* [Written task]
Copy the lines from the one containing "# target: lawn" up to and including the one containing "243], [212, 239]]]", substituting "turf" for "lawn" and leaving everything else unchanged.

* [Listed records]
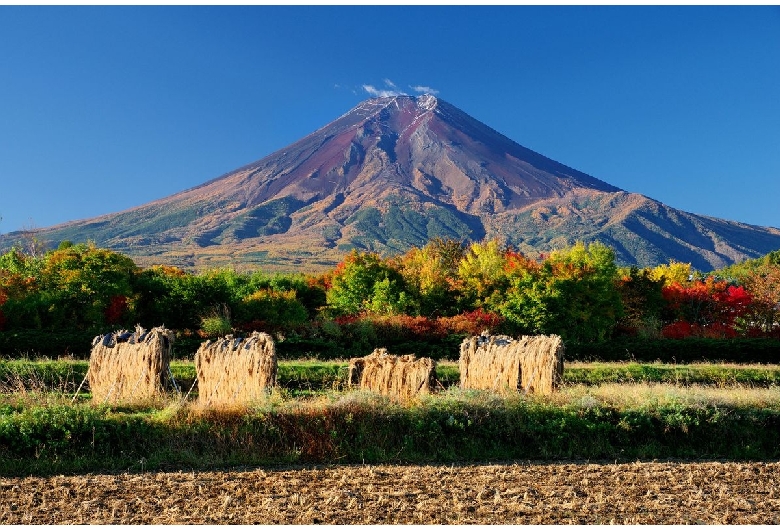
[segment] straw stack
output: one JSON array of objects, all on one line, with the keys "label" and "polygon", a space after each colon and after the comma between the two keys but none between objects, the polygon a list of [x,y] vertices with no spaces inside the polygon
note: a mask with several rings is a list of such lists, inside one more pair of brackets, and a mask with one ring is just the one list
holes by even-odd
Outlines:
[{"label": "straw stack", "polygon": [[267,333],[206,341],[195,354],[198,402],[229,406],[257,401],[276,384],[276,369],[276,348]]},{"label": "straw stack", "polygon": [[407,401],[431,392],[436,384],[436,363],[414,355],[388,355],[385,348],[377,348],[366,357],[350,359],[349,383],[395,401]]},{"label": "straw stack", "polygon": [[558,335],[470,337],[460,346],[460,387],[551,394],[563,378],[563,355]]},{"label": "straw stack", "polygon": [[173,339],[165,327],[147,333],[140,326],[95,337],[88,371],[93,401],[131,404],[161,395]]}]

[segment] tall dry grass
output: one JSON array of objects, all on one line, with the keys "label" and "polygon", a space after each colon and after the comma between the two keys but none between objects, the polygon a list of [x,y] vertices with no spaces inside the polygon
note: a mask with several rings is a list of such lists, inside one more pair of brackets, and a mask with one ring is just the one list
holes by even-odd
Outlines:
[{"label": "tall dry grass", "polygon": [[385,348],[377,348],[366,357],[350,359],[349,382],[361,390],[408,401],[434,388],[436,362],[414,355],[389,355]]},{"label": "tall dry grass", "polygon": [[159,398],[168,374],[174,334],[165,327],[148,333],[118,331],[95,337],[87,378],[100,403],[142,403]]},{"label": "tall dry grass", "polygon": [[460,346],[460,386],[552,394],[563,379],[563,355],[557,335],[469,337]]},{"label": "tall dry grass", "polygon": [[201,406],[248,404],[276,384],[276,347],[270,335],[257,331],[246,339],[206,341],[195,354],[195,370]]}]

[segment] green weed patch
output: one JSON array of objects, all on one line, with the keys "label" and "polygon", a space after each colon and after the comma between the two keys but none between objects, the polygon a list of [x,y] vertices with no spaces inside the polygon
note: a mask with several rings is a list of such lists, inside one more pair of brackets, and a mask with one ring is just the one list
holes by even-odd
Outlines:
[{"label": "green weed patch", "polygon": [[0,473],[507,459],[776,459],[780,408],[558,405],[447,392],[411,406],[363,393],[244,411],[0,408]]}]

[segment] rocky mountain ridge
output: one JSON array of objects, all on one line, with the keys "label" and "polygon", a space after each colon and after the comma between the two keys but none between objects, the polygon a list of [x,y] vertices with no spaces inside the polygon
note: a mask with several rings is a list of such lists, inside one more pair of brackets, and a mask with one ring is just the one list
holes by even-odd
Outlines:
[{"label": "rocky mountain ridge", "polygon": [[780,230],[621,190],[431,95],[364,101],[257,162],[38,237],[92,240],[143,265],[284,270],[332,267],[351,249],[404,252],[432,237],[498,238],[530,255],[597,240],[623,264],[675,259],[701,270],[780,248]]}]

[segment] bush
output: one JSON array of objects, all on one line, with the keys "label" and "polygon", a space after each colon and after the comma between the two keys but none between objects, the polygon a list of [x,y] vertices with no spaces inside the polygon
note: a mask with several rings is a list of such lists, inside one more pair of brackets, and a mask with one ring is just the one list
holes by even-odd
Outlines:
[{"label": "bush", "polygon": [[601,343],[566,343],[567,361],[637,361],[663,363],[780,363],[780,341],[774,339],[644,340],[626,338]]}]

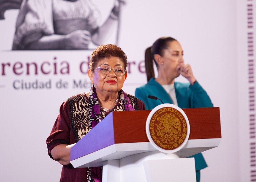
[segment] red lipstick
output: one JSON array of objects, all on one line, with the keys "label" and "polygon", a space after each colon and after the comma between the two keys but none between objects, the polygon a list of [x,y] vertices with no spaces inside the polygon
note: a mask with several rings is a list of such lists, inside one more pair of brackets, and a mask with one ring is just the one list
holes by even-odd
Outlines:
[{"label": "red lipstick", "polygon": [[107,83],[109,83],[112,84],[116,83],[116,82],[115,80],[108,80],[107,82],[106,82]]}]

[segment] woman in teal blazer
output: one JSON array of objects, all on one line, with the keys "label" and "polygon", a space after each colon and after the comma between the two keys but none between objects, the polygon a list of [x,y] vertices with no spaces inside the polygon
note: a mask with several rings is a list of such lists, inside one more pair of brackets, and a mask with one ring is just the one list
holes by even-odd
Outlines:
[{"label": "woman in teal blazer", "polygon": [[[162,103],[159,100],[148,98],[148,95],[157,97],[164,103],[177,105],[181,108],[213,107],[211,99],[193,75],[190,65],[184,63],[183,50],[180,43],[170,37],[161,37],[145,53],[145,64],[148,83],[136,89],[135,96],[145,104],[147,109],[152,109]],[[155,78],[153,60],[158,71]],[[189,83],[175,82],[180,75]],[[196,181],[200,180],[200,170],[207,167],[201,153],[194,157]]]}]

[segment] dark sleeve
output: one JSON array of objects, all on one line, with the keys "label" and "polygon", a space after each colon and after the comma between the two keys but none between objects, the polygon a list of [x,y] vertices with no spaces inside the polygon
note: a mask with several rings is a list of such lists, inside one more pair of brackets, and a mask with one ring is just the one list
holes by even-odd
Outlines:
[{"label": "dark sleeve", "polygon": [[60,108],[60,114],[57,117],[52,127],[50,135],[46,139],[48,154],[52,158],[51,154],[52,150],[56,146],[60,144],[69,145],[70,132],[70,125],[69,107],[68,101],[61,104]]},{"label": "dark sleeve", "polygon": [[192,107],[213,107],[210,97],[206,91],[196,81],[189,89],[192,91],[192,96],[191,101]]}]

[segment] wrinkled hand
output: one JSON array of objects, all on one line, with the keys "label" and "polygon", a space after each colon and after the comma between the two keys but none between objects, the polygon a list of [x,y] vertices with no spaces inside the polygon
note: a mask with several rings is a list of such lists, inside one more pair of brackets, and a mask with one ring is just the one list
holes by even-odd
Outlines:
[{"label": "wrinkled hand", "polygon": [[193,83],[196,80],[193,75],[192,69],[189,64],[181,63],[177,67],[177,69],[180,74],[188,79],[190,83]]},{"label": "wrinkled hand", "polygon": [[85,30],[78,30],[66,35],[64,44],[67,49],[87,49],[91,41],[90,32]]},{"label": "wrinkled hand", "polygon": [[126,0],[115,0],[115,5],[112,10],[112,12],[115,16],[119,17],[120,5],[125,5],[126,4]]}]

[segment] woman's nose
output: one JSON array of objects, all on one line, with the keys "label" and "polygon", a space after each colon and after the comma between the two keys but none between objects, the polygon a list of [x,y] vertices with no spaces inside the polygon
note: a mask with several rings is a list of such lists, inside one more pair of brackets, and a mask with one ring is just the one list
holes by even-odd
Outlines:
[{"label": "woman's nose", "polygon": [[116,73],[115,72],[115,71],[114,71],[114,69],[110,69],[110,72],[108,75],[114,75],[115,76],[116,76]]},{"label": "woman's nose", "polygon": [[184,62],[184,59],[183,59],[183,57],[182,57],[179,60],[179,62],[180,63],[183,63]]}]

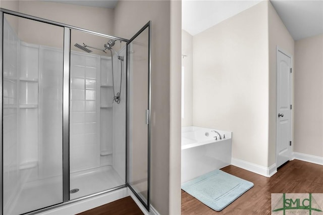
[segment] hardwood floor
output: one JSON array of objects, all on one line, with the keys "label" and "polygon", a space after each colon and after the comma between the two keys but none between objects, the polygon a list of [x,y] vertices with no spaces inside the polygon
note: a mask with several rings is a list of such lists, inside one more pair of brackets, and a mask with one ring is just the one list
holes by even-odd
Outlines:
[{"label": "hardwood floor", "polygon": [[78,213],[79,215],[143,214],[141,210],[130,196],[118,199],[109,204]]},{"label": "hardwood floor", "polygon": [[221,170],[251,181],[254,186],[221,211],[182,190],[182,214],[270,214],[271,193],[323,193],[323,166],[308,162],[289,162],[271,178],[234,166]]}]

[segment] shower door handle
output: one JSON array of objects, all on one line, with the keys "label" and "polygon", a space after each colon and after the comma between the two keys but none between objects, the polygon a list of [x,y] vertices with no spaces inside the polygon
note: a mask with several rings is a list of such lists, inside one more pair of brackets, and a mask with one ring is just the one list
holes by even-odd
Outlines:
[{"label": "shower door handle", "polygon": [[146,125],[149,125],[149,110],[146,110],[146,112],[145,112],[145,121],[146,121]]},{"label": "shower door handle", "polygon": [[278,114],[278,117],[284,117],[284,114]]}]

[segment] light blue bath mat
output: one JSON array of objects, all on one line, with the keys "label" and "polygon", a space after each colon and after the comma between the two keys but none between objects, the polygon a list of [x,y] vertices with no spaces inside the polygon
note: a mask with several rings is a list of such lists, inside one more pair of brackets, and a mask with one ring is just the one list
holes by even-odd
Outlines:
[{"label": "light blue bath mat", "polygon": [[218,211],[252,187],[253,183],[220,170],[182,184],[183,190]]}]

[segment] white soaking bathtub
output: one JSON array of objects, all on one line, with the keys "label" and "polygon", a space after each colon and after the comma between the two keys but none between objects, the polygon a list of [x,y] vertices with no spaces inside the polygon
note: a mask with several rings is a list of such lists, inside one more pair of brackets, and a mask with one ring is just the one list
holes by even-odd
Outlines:
[{"label": "white soaking bathtub", "polygon": [[[220,133],[222,139],[212,131]],[[231,131],[195,126],[182,127],[182,183],[230,165],[232,136]]]}]

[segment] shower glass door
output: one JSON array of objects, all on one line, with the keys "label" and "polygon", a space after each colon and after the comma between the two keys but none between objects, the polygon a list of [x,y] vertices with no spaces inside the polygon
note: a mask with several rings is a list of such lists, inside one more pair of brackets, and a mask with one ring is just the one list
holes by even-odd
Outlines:
[{"label": "shower glass door", "polygon": [[150,209],[150,22],[127,43],[127,184]]},{"label": "shower glass door", "polygon": [[63,202],[64,29],[1,21],[2,204],[3,214],[18,214]]}]

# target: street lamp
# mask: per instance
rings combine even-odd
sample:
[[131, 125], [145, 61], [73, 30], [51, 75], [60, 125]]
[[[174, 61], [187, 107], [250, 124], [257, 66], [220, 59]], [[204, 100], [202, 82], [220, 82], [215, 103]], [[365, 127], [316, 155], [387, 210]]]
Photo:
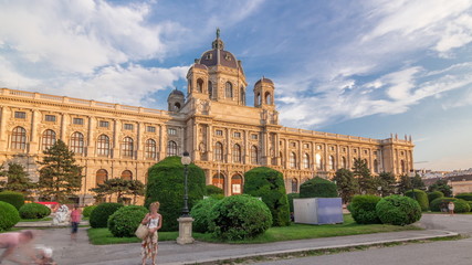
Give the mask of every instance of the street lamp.
[[188, 179], [188, 166], [191, 162], [190, 159], [190, 155], [188, 151], [183, 152], [183, 156], [180, 160], [183, 165], [183, 208], [182, 208], [182, 218], [188, 218], [189, 216], [189, 208], [188, 208], [188, 183], [187, 183], [187, 179]]

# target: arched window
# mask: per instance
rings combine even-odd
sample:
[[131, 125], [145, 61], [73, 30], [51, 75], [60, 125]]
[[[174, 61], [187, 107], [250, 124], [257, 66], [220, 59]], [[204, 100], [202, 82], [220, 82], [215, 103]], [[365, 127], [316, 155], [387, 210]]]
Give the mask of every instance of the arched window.
[[97, 155], [101, 157], [108, 157], [109, 155], [109, 137], [106, 135], [98, 136], [96, 145]]
[[310, 168], [310, 156], [308, 153], [303, 153], [303, 168]]
[[297, 193], [298, 192], [298, 180], [293, 178], [292, 179], [292, 193]]
[[46, 150], [55, 144], [55, 131], [46, 129], [42, 137], [42, 150]]
[[214, 145], [214, 160], [223, 161], [223, 145], [219, 141]]
[[133, 180], [133, 172], [129, 170], [125, 170], [122, 172], [122, 179], [124, 180]]
[[157, 157], [157, 145], [153, 139], [146, 140], [146, 158], [156, 159]]
[[167, 156], [177, 156], [177, 144], [175, 141], [167, 142]]
[[125, 137], [122, 142], [122, 155], [123, 157], [133, 157], [134, 145], [130, 137]]
[[103, 184], [107, 179], [108, 172], [105, 169], [98, 169], [98, 171], [96, 171], [96, 186]]
[[14, 127], [11, 134], [11, 149], [27, 149], [27, 130], [23, 127]]
[[197, 91], [198, 91], [199, 93], [202, 93], [202, 92], [203, 92], [203, 81], [202, 81], [201, 78], [198, 78], [198, 80], [197, 80]]
[[233, 85], [230, 82], [227, 82], [224, 89], [224, 97], [232, 98], [233, 97]]
[[233, 162], [241, 162], [241, 147], [238, 144], [233, 147]]
[[77, 155], [84, 153], [84, 135], [82, 135], [78, 131], [75, 131], [71, 136], [71, 145], [70, 145], [71, 151]]
[[334, 170], [334, 167], [335, 167], [335, 161], [334, 161], [334, 157], [333, 156], [329, 156], [329, 169], [331, 170]]
[[252, 165], [259, 163], [258, 147], [256, 146], [251, 147], [251, 163]]
[[296, 168], [296, 155], [295, 155], [295, 152], [290, 153], [290, 167]]

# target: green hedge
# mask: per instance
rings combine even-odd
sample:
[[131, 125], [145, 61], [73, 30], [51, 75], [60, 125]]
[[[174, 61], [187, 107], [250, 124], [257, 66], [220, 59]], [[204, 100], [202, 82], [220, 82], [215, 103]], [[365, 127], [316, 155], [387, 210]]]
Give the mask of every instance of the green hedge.
[[84, 215], [84, 218], [90, 218], [92, 211], [96, 208], [96, 205], [90, 205], [90, 206], [85, 206], [84, 210], [82, 211], [82, 214]]
[[469, 192], [469, 193], [459, 193], [459, 194], [455, 195], [455, 198], [462, 199], [464, 201], [472, 201], [472, 193], [471, 192]]
[[290, 225], [290, 206], [283, 174], [266, 167], [253, 168], [244, 173], [244, 193], [262, 198], [272, 214], [273, 226]]
[[129, 205], [116, 210], [108, 219], [108, 230], [116, 237], [134, 237], [135, 232], [149, 211], [144, 206]]
[[210, 213], [211, 209], [219, 200], [214, 198], [207, 198], [197, 202], [190, 211], [193, 218], [193, 231], [199, 233], [209, 232]]
[[348, 205], [348, 210], [356, 223], [381, 223], [376, 212], [376, 205], [380, 199], [376, 195], [355, 195]]
[[105, 202], [98, 204], [91, 213], [91, 219], [88, 220], [91, 226], [94, 229], [107, 227], [109, 215], [112, 215], [114, 212], [116, 212], [116, 210], [122, 206], [122, 203], [114, 202]]
[[300, 198], [337, 198], [337, 187], [329, 180], [315, 177], [300, 186]]
[[409, 190], [405, 192], [405, 195], [417, 200], [417, 202], [420, 204], [421, 211], [428, 211], [429, 201], [428, 201], [428, 194], [424, 191], [415, 189], [415, 193], [413, 193], [412, 190]]
[[406, 225], [421, 219], [421, 208], [409, 197], [389, 195], [376, 206], [377, 216], [384, 224]]
[[263, 234], [272, 224], [268, 205], [242, 194], [227, 197], [211, 210], [210, 231], [220, 240], [248, 240]]
[[438, 199], [438, 198], [443, 198], [444, 193], [442, 193], [441, 191], [432, 191], [432, 192], [428, 192], [428, 201], [429, 203], [431, 203], [433, 200]]
[[7, 231], [20, 222], [18, 210], [8, 202], [0, 201], [0, 231]]
[[[179, 223], [177, 219], [181, 215], [183, 206], [183, 166], [180, 157], [167, 157], [162, 161], [149, 168], [148, 182], [146, 187], [145, 206], [151, 202], [160, 202], [159, 213], [166, 222], [161, 231], [177, 231]], [[188, 166], [188, 206], [191, 208], [197, 201], [203, 199], [204, 172], [201, 168]]]
[[24, 204], [24, 195], [23, 193], [15, 191], [2, 191], [0, 192], [0, 201], [4, 201], [20, 210], [20, 208]]
[[33, 202], [23, 204], [18, 212], [22, 219], [43, 219], [51, 214], [51, 209]]

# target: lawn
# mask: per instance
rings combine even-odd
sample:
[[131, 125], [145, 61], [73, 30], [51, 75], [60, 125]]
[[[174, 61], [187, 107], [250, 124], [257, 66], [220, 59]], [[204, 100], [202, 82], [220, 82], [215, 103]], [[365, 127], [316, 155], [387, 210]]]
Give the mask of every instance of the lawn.
[[[405, 230], [420, 230], [415, 225], [397, 226], [387, 224], [357, 224], [350, 214], [344, 215], [343, 224], [310, 225], [294, 224], [284, 227], [271, 227], [263, 235], [247, 241], [231, 241], [232, 244], [258, 244], [277, 241], [306, 240], [343, 235], [371, 234], [381, 232], [396, 232]], [[92, 244], [120, 244], [140, 242], [137, 237], [113, 237], [107, 229], [90, 229], [88, 239]], [[178, 232], [159, 232], [159, 241], [175, 241]], [[210, 234], [193, 233], [198, 241], [221, 243], [212, 239]]]

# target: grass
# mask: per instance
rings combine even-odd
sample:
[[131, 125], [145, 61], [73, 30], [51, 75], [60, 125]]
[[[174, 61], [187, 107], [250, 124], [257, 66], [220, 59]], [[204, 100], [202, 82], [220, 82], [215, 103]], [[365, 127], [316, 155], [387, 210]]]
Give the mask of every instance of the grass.
[[[212, 239], [210, 234], [193, 233], [193, 237], [198, 241], [213, 243], [231, 243], [231, 244], [259, 244], [279, 241], [307, 240], [331, 236], [344, 236], [356, 234], [371, 234], [382, 232], [396, 232], [405, 230], [420, 230], [415, 225], [397, 226], [387, 224], [357, 224], [350, 214], [344, 215], [343, 224], [292, 224], [291, 226], [271, 227], [264, 234], [245, 241], [228, 241]], [[140, 242], [137, 237], [114, 237], [107, 229], [90, 229], [87, 231], [88, 239], [92, 244], [123, 244]], [[159, 232], [159, 241], [175, 241], [178, 237], [178, 232]]]

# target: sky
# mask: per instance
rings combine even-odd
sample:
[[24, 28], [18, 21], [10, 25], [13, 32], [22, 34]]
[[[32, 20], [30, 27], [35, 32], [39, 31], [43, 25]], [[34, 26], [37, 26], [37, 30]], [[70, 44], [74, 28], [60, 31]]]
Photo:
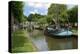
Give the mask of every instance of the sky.
[[[41, 14], [47, 15], [48, 8], [52, 3], [43, 3], [43, 2], [25, 2], [23, 13], [24, 15], [28, 16], [29, 14]], [[68, 9], [74, 7], [74, 5], [67, 5]]]

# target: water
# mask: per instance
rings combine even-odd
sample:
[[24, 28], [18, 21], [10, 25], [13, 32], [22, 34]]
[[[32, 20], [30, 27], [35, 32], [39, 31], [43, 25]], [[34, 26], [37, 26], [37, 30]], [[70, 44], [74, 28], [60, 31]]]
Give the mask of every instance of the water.
[[77, 49], [77, 37], [54, 38], [45, 36], [43, 31], [39, 30], [34, 30], [30, 34], [30, 38], [38, 51]]

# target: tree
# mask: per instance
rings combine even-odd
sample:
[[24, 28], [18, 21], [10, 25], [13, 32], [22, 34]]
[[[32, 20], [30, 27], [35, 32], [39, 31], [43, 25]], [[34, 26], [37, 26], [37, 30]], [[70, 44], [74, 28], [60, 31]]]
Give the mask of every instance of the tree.
[[51, 4], [48, 8], [48, 15], [50, 19], [56, 19], [59, 23], [60, 21], [65, 21], [67, 17], [67, 6], [64, 4]]
[[14, 16], [14, 18], [18, 21], [18, 22], [22, 22], [24, 20], [23, 17], [23, 2], [21, 1], [11, 1], [10, 2], [11, 5], [11, 12]]
[[68, 10], [68, 18], [71, 23], [78, 23], [78, 6]]

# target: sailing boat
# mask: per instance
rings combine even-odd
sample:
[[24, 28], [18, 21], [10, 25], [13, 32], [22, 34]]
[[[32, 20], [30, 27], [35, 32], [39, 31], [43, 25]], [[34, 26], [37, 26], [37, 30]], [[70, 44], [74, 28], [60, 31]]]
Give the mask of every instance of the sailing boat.
[[[58, 11], [58, 9], [56, 9]], [[56, 11], [56, 12], [57, 12]], [[53, 36], [59, 36], [59, 37], [69, 37], [72, 35], [72, 32], [70, 31], [69, 27], [67, 26], [65, 27], [61, 27], [60, 23], [59, 23], [59, 17], [56, 15], [55, 17], [57, 17], [55, 20], [53, 20], [55, 22], [55, 25], [50, 25], [46, 28], [46, 32], [48, 34], [51, 34]], [[69, 23], [69, 20], [67, 18], [67, 21]]]

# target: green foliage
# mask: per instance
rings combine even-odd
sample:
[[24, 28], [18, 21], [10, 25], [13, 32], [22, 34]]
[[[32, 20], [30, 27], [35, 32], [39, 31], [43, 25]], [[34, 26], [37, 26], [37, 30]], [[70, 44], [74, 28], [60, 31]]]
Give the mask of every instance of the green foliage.
[[68, 10], [69, 21], [72, 23], [78, 22], [78, 6]]
[[10, 2], [10, 8], [11, 12], [15, 19], [17, 19], [18, 22], [22, 22], [24, 20], [23, 17], [23, 2], [22, 1], [11, 1]]
[[48, 8], [48, 15], [50, 15], [51, 19], [58, 18], [60, 21], [66, 21], [67, 17], [67, 7], [64, 4], [51, 4], [50, 8]]

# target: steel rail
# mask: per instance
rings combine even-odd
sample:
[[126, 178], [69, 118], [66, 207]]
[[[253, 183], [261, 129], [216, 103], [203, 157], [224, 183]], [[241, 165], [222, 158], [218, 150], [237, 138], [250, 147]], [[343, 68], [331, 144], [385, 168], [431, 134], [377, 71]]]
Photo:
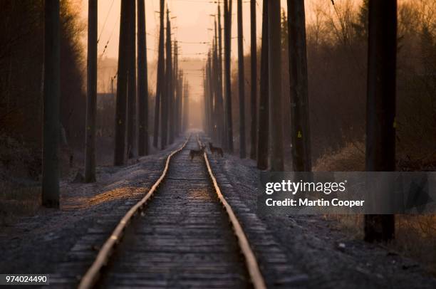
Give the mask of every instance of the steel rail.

* [Completed task]
# target: turf
# mask: per instance
rings combine even-odd
sample:
[[131, 125], [145, 61], [73, 30], [51, 75], [60, 125]]
[[[174, 61], [187, 107], [250, 124], [257, 66], [220, 59]], [[204, 100], [202, 82], [220, 82], [215, 103]], [[365, 127], [316, 155], [387, 210]]]
Give the mask of every instance of the turf.
[[[405, 230], [420, 230], [415, 225], [397, 226], [387, 224], [357, 224], [350, 214], [344, 215], [343, 224], [310, 225], [294, 224], [284, 227], [271, 227], [263, 235], [247, 241], [231, 241], [232, 244], [258, 244], [277, 241], [306, 240], [343, 235], [371, 234], [381, 232], [396, 232]], [[92, 244], [120, 244], [140, 242], [137, 237], [113, 237], [107, 229], [90, 229], [88, 239]], [[178, 232], [159, 232], [159, 241], [175, 241]], [[210, 234], [193, 233], [198, 241], [221, 243], [212, 239]]]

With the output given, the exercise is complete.